▶ Goal
Reproduce each of the following lines with no changes.

▶ Records for the exercise
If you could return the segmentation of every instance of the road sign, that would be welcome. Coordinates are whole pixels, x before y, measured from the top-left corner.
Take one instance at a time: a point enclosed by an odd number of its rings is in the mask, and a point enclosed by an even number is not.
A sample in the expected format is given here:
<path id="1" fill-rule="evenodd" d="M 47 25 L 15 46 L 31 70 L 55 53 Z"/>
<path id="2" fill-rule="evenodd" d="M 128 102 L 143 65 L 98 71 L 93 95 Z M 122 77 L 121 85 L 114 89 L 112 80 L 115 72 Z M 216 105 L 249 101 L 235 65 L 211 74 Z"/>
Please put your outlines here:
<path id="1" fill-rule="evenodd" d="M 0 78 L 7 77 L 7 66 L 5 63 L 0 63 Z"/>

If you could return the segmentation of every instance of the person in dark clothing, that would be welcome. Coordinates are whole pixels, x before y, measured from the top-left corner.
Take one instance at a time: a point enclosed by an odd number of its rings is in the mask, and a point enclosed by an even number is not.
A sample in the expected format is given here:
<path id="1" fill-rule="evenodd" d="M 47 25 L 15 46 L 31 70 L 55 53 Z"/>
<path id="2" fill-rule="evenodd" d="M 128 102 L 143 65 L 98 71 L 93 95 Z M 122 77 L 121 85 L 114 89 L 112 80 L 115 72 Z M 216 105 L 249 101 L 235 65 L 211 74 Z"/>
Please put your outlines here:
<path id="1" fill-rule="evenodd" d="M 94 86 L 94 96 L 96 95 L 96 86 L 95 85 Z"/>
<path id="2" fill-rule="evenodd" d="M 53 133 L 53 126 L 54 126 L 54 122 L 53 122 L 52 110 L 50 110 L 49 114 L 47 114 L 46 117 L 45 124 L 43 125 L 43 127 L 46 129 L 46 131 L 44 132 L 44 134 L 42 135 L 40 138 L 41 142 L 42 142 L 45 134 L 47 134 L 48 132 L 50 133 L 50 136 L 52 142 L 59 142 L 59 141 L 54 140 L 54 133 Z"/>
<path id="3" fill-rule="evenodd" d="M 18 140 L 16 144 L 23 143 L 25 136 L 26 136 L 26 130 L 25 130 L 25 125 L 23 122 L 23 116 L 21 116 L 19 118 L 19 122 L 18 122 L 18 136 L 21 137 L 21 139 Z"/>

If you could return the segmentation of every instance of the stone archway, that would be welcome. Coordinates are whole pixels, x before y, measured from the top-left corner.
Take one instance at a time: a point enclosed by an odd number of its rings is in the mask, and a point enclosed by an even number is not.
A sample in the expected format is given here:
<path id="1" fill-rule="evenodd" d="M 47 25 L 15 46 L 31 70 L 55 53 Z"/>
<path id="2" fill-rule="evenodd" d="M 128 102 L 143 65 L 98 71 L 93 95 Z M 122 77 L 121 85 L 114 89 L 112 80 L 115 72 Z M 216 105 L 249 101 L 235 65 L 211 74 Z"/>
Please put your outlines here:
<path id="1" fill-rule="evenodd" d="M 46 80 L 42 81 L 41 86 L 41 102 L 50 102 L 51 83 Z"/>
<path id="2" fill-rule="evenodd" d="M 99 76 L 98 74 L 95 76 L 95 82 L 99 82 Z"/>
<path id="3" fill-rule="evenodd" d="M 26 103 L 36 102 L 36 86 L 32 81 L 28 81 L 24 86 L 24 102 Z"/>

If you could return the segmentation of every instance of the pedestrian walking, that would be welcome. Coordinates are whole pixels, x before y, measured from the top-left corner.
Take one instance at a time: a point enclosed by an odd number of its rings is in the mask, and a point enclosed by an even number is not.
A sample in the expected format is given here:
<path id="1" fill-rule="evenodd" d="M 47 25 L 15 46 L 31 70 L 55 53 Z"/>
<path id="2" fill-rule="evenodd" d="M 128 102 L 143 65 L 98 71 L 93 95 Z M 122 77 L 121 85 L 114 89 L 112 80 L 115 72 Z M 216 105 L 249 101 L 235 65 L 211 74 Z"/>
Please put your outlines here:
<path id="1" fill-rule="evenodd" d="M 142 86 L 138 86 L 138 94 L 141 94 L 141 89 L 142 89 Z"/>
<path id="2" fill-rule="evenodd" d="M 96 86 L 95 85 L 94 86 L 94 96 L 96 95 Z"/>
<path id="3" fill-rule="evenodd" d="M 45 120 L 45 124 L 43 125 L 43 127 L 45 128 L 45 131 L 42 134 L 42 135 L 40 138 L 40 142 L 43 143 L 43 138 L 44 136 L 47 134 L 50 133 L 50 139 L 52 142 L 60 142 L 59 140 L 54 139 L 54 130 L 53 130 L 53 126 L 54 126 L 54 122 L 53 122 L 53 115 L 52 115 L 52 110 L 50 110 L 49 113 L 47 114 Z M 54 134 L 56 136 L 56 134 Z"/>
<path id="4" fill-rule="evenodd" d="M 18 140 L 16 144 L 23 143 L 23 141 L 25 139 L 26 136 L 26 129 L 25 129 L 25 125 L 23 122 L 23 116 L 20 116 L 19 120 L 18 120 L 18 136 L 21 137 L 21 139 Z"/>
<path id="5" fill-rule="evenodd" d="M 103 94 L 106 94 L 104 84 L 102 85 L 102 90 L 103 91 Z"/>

▶ Answer below
If you could return the segmentation of every instance of the road sign, that would be welcome. Coordinates are whole pixels, x before y, measured from the top-left corner.
Take one instance at a time: a point enclosed by an odd number of its rings is in the mask, and a point enclosed by an even number is not.
A sample in the expected format is given here:
<path id="1" fill-rule="evenodd" d="M 47 25 L 15 46 L 31 70 L 55 53 Z"/>
<path id="2" fill-rule="evenodd" d="M 128 102 L 143 65 L 98 71 L 93 95 Z M 122 77 L 121 85 L 114 89 L 112 80 L 115 72 Z M 216 105 L 249 101 L 235 65 L 211 74 Z"/>
Please put your outlines here:
<path id="1" fill-rule="evenodd" d="M 0 78 L 7 77 L 7 66 L 5 63 L 0 63 Z"/>

If you could return the segmentation of every instance of the person in dark clothing, that would be welcome. Coordinates are whole pixels, x before y, measured from the top-left corner.
Take one instance at a time: a point enclosed by an odd number of its rings is in the mask, and a point enclosed by an even number is not.
A sample in the expected format is given here:
<path id="1" fill-rule="evenodd" d="M 47 25 L 15 46 L 31 70 L 55 53 Z"/>
<path id="2" fill-rule="evenodd" d="M 128 102 L 143 65 L 98 71 L 93 95 Z M 122 77 L 121 85 L 114 89 L 112 80 L 115 72 Z M 216 105 L 249 101 L 235 65 L 211 74 Z"/>
Please put your outlines here:
<path id="1" fill-rule="evenodd" d="M 94 86 L 94 96 L 96 95 L 96 86 L 95 85 Z"/>
<path id="2" fill-rule="evenodd" d="M 53 133 L 53 126 L 54 126 L 54 122 L 53 122 L 52 110 L 50 110 L 49 114 L 47 114 L 46 117 L 45 124 L 43 125 L 43 127 L 46 129 L 46 131 L 44 132 L 44 134 L 42 135 L 40 138 L 41 142 L 42 142 L 45 134 L 47 134 L 48 132 L 50 133 L 50 136 L 52 142 L 59 142 L 59 141 L 54 140 L 54 133 Z"/>
<path id="3" fill-rule="evenodd" d="M 18 140 L 16 144 L 23 143 L 25 136 L 26 136 L 26 130 L 25 130 L 25 125 L 23 122 L 23 116 L 21 116 L 19 118 L 19 122 L 18 122 L 18 136 L 21 137 L 21 139 Z"/>

If you could return the segmentation of every instance of the stone archway, that would be welcome. Coordinates are whole pixels, x before y, measured from the top-left corner.
Take one instance at a time: a point enclosed by an odd number of its rings is in the mask, and a point enclosed by an even number is not.
A sample in the expected format is given here:
<path id="1" fill-rule="evenodd" d="M 47 25 L 15 46 L 31 70 L 55 53 Z"/>
<path id="2" fill-rule="evenodd" d="M 128 102 L 143 65 L 98 71 L 93 95 Z M 122 77 L 121 85 L 114 89 L 112 80 L 115 72 Z M 216 105 L 249 101 L 235 65 L 211 74 Z"/>
Please put your outlines here:
<path id="1" fill-rule="evenodd" d="M 46 80 L 42 81 L 41 86 L 41 102 L 50 102 L 51 83 Z"/>
<path id="2" fill-rule="evenodd" d="M 99 76 L 98 74 L 95 76 L 95 82 L 99 82 Z"/>
<path id="3" fill-rule="evenodd" d="M 26 103 L 36 102 L 36 86 L 32 81 L 28 81 L 24 86 L 24 102 Z"/>

If you could return the segmentation of every instance of the pedestrian walking, that would be welcome. Coordinates are whole pixels, x before y, measured from the top-left corner.
Take one instance at a time: a point enclosed by an odd number of its rings is in the mask, and a point enclosed by an even number is not.
A sample in the expected format is given here:
<path id="1" fill-rule="evenodd" d="M 47 25 L 15 46 L 31 70 L 55 53 Z"/>
<path id="2" fill-rule="evenodd" d="M 128 102 L 143 65 L 98 71 L 93 95 Z M 122 77 L 121 85 L 114 89 L 112 80 L 115 72 Z M 216 105 L 249 101 L 235 65 L 211 74 Z"/>
Please put your outlines here:
<path id="1" fill-rule="evenodd" d="M 142 86 L 138 86 L 138 94 L 141 94 L 141 89 L 142 89 Z"/>
<path id="2" fill-rule="evenodd" d="M 96 86 L 95 85 L 94 86 L 94 96 L 96 95 Z"/>
<path id="3" fill-rule="evenodd" d="M 45 120 L 45 124 L 43 125 L 43 127 L 45 128 L 45 131 L 42 134 L 42 135 L 40 138 L 40 142 L 43 143 L 43 138 L 44 136 L 47 134 L 50 133 L 50 139 L 52 142 L 60 142 L 59 140 L 54 139 L 54 130 L 53 130 L 53 126 L 54 126 L 54 122 L 53 122 L 53 115 L 52 115 L 52 110 L 50 110 L 49 113 L 47 114 Z M 54 134 L 56 136 L 56 134 Z"/>
<path id="4" fill-rule="evenodd" d="M 18 140 L 16 144 L 23 143 L 23 141 L 25 139 L 26 136 L 26 129 L 25 129 L 25 125 L 23 122 L 23 116 L 20 116 L 19 120 L 18 120 L 18 136 L 21 137 L 21 139 Z"/>
<path id="5" fill-rule="evenodd" d="M 103 94 L 106 94 L 104 84 L 102 85 L 102 90 L 103 91 Z"/>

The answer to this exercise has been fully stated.